Stated task >>
Repeat the whole listing below, word for word.

Exercise data >>
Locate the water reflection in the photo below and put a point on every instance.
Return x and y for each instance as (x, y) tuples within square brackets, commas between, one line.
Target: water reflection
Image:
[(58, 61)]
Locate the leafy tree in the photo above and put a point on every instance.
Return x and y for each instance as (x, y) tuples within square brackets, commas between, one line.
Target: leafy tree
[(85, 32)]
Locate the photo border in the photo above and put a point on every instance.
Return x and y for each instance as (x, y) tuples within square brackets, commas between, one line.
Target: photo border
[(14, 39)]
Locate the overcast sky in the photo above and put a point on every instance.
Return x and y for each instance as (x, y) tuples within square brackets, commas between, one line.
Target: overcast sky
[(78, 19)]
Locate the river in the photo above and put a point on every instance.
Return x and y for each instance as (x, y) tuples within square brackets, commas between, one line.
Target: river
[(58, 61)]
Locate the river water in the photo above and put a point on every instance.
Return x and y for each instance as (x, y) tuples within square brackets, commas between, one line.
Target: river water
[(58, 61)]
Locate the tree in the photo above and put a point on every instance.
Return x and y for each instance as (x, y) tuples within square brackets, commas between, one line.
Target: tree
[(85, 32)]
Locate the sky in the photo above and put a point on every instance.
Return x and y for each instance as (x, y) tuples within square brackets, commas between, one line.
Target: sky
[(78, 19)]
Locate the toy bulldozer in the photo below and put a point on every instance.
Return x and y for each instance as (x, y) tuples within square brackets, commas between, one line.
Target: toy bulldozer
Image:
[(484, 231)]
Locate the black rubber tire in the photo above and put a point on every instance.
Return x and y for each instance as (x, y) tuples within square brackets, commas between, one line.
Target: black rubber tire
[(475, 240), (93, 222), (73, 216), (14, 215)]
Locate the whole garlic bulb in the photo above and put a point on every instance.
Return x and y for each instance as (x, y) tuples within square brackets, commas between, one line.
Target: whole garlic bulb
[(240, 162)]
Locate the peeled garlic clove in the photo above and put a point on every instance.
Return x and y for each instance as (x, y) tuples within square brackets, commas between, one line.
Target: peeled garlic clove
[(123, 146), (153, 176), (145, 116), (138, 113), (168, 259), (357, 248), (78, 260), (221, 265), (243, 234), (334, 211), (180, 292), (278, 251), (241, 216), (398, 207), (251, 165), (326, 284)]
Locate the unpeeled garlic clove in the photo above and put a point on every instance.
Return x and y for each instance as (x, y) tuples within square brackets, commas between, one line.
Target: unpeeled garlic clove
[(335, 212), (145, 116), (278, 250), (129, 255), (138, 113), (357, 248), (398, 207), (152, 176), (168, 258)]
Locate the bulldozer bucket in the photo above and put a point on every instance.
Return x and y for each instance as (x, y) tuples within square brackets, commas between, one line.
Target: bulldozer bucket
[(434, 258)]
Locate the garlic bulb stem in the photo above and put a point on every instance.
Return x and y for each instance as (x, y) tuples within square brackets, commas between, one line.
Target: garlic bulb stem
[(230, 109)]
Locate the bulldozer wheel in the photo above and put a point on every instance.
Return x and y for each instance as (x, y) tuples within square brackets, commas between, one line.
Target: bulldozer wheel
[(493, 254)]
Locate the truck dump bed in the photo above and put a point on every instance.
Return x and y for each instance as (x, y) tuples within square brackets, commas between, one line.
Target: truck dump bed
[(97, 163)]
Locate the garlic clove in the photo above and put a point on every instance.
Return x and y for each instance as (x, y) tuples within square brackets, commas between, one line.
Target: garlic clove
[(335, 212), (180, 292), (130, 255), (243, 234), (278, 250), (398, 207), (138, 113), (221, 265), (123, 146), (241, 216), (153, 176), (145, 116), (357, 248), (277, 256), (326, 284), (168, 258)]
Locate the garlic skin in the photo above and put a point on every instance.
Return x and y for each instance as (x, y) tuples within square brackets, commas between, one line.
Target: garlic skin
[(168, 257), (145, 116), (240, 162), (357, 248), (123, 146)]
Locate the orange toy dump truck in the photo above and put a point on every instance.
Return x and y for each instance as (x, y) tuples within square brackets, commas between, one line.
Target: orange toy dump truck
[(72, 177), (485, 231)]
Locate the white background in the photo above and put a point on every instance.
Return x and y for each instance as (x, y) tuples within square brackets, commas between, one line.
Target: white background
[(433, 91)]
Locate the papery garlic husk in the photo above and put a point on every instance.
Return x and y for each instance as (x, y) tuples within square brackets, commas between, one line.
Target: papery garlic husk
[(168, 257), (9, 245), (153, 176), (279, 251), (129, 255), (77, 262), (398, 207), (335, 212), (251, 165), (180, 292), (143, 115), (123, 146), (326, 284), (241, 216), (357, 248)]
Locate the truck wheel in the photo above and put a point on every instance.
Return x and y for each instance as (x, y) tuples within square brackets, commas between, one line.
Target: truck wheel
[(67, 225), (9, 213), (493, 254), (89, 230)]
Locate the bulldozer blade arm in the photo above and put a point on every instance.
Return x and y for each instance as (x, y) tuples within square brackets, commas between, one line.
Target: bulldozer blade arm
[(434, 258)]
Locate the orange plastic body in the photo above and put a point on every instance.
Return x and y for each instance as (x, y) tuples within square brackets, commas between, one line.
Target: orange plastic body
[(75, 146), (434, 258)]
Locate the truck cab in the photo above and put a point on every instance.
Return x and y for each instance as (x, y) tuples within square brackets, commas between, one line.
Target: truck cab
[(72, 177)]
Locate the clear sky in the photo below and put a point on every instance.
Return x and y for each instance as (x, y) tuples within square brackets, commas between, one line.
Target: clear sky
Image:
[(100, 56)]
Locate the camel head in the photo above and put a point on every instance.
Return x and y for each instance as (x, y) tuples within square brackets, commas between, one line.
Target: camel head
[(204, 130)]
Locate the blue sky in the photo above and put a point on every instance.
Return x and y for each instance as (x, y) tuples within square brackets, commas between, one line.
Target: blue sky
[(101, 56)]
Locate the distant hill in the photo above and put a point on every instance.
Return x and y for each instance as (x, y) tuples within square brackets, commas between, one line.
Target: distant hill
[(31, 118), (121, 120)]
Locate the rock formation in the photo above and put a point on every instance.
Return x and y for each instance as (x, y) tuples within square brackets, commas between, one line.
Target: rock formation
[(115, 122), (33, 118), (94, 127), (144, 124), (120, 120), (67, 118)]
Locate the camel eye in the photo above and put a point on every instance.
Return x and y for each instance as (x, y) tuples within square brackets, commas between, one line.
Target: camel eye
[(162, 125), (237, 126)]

Finished answer >>
Locate the water reflection in the photo below and put a point on every instance.
Return x and y for each instance as (x, y) tuples within square brackets, commas between, one line.
Target: water reflection
Image:
[(58, 61)]
Locate the leafy tree in the photo above and put a point on every instance.
Return x and y for each instance as (x, y) tuples within square brackets, commas between, one line.
Target: leafy tree
[(85, 32)]
Locate the photo border in the photo above and put a point on every instance.
Return x and y for each instance as (x, y) tuples within square brackets, commas between, one line.
Target: photo border
[(14, 39)]
Locate the overcast sky in the photo above and put a point on every instance.
Return x and y for each instance as (x, y) tuples within square brackets, commas between, one line.
Target: overcast sky
[(78, 19)]
Locate the river in the photo above and put a point on every instance.
Return x and y for each instance as (x, y) tuples within square brackets, commas between, one line.
Target: river
[(58, 61)]
Locate the river water in the photo above and put a point on every instance.
Return x and y for each instance as (x, y) tuples within square brackets, commas between, one line.
Target: river water
[(58, 61)]
Locate the tree in the photo above and put a point on every instance.
Return x and y for each instance as (x, y) tuples within square brackets, commas between, one line.
Target: tree
[(85, 32)]
Locate the sky in the photo above and put a point on every instance.
Return x and y for each instance as (x, y) tuples within square brackets, commas between, one line.
Target: sky
[(78, 19)]
Locate the toy bulldozer in the photo below and put a point on every instance.
Return x and y for each instance as (x, y) tuples within square brackets, commas between, one line.
Target: toy bulldozer
Image:
[(484, 231)]
Locate the black rubber tire in the photo above and put a point on every instance.
Return x and y for each instance as (x, y) tuples within square brackets, commas between, one line.
Target: black rubber tire
[(475, 240), (93, 222), (73, 216), (14, 215)]
Locate the whole garlic bulb in the photo above and put a point on every instance.
Return x and y for each instance as (x, y) tuples within square brackets, commas between, one line.
Target: whole garlic bulb
[(240, 162)]
Locate the peeled garlic clove in the photo above and put a point on every instance.
Return x and y for each instance as (x, y) tuples within square brackets, commas between, one line.
Target: peeled garlic clove
[(123, 146), (153, 176), (145, 116), (138, 113), (168, 259), (357, 248), (78, 260), (221, 265), (243, 234), (334, 211), (180, 292), (278, 251), (241, 216), (398, 207), (251, 165), (326, 284)]
Locate the unpeeled garlic clove in the photo above and put a point on every instance.
Return x and y for each instance as (x, y) tuples within square brackets, commas between, one line.
Target: unpeeled garlic clove
[(335, 212), (145, 116), (278, 250), (129, 255), (138, 113), (357, 248), (398, 207), (152, 176), (168, 258)]
Locate the bulldozer bucket in the photo above and put a point on every instance.
Return x and y for each instance as (x, y) tuples within square brackets, commas between, one line.
Target: bulldozer bucket
[(434, 258)]
Locate the garlic bulb stem in the photo above and put a point on every instance.
Return x and y for each instance as (x, y) tuples within square brackets, commas between, one line.
Target: garlic bulb stem
[(230, 109)]
Locate the bulldozer wheel in the photo above and put a point on every instance.
Return x and y for each instance as (x, y) tuples within square brackets, commas between, one line.
Target: bulldozer wheel
[(493, 254)]
Locate the truck dump bed in the photo above and put a point on every instance.
Return x and y for each instance as (x, y) tuples within square brackets, commas between, one line.
Target: truck dump bed
[(97, 163)]
Locate the garlic clove in the photo above and put a point on every instance.
Return x and y for each instance as (x, y) tuples within square brackets, commas between, one line.
Target: garlic clove
[(335, 212), (180, 292), (130, 255), (243, 234), (278, 250), (398, 207), (138, 113), (221, 265), (123, 146), (241, 216), (153, 176), (145, 116), (357, 248), (277, 256), (326, 284), (168, 258)]
Locate the garlic skin in the photo above and put a point on every instance.
Return x and y for each instance as (x, y) tuples within square brackets, commas between, one line.
Target: garlic skin
[(168, 257), (145, 116), (240, 162), (357, 248), (123, 146)]
Locate the orange toy dump truck in the photo above and put a point on every instance.
Return x and y for each instance as (x, y) tuples within square brackets, commas between, one line.
Target: orange toy dump truck
[(72, 177), (485, 231)]
Locate the white background in the photo above and put a point on every instance.
Return x and y for each instance as (x, y) tuples within square brackets, commas between, one line.
Target: white background
[(433, 91)]
Locate the papery garlic husk in the photo above and put a point on every instance.
Return x and y for each instance as (x, y) tuples within square brackets, commas between, one line.
Target: papery garlic husk
[(168, 257), (9, 245), (153, 176), (279, 251), (129, 255), (77, 262), (398, 207), (335, 212), (251, 165), (180, 292), (143, 115), (123, 146), (326, 284), (241, 216), (357, 248)]
Locate the truck wheel in the photo above and put a point on every instance.
Return x and y for each instance as (x, y) tuples within square brackets, commas between, one line.
Target: truck wheel
[(67, 225), (9, 213), (493, 254), (89, 230)]
Locate the bulldozer blade arm in the photo above and put a point on every instance.
Return x and y for each instance as (x, y) tuples within square brackets, commas between, one line.
Target: bulldozer blade arm
[(434, 258)]
Locate the orange plastic body in the photo above and put a point on every instance.
Return x and y for each instance as (x, y) tuples within square brackets, commas between, one line.
Target: orange plastic body
[(75, 146), (434, 258)]
Locate the truck cab in the photo above and put a point on every instance.
Return x and y for each instance as (x, y) tuples within square brackets, commas between, one line.
Target: truck cab
[(72, 177)]
Locate the clear sky in the photo below and put a point on every instance.
Return x and y for each instance as (x, y) tuples within square brackets, commas between, one line.
Target: clear sky
Image:
[(100, 56)]
Locate the camel head in the photo above and put a point on every instance.
Return x and y for each instance as (x, y) tuples within square brackets, commas between, one line.
Target: camel head
[(204, 130)]
Locate the blue sky in the photo above and put a point on every instance.
Return x and y for each instance as (x, y) tuples within square brackets, commas between, one line.
Target: blue sky
[(101, 56)]
Locate the distant hill in the photo above and put a point on every instance.
Return x and y for each instance as (x, y) tuples within square brackets, commas between, one line.
Target: distant hill
[(31, 118), (121, 120)]
Locate the rock formation in the photo above and put a point on every instance.
Return x and y for each instance as (x, y) tuples within square brackets, commas between, one line.
Target: rock formation
[(115, 122), (33, 118), (94, 127), (144, 124), (120, 120), (67, 118)]
Locate the camel eye in the photo above and put a point on every instance.
Return x and y for each instance as (x, y) tuples within square brackets, commas between, one line.
Target: camel eye
[(162, 125), (237, 126)]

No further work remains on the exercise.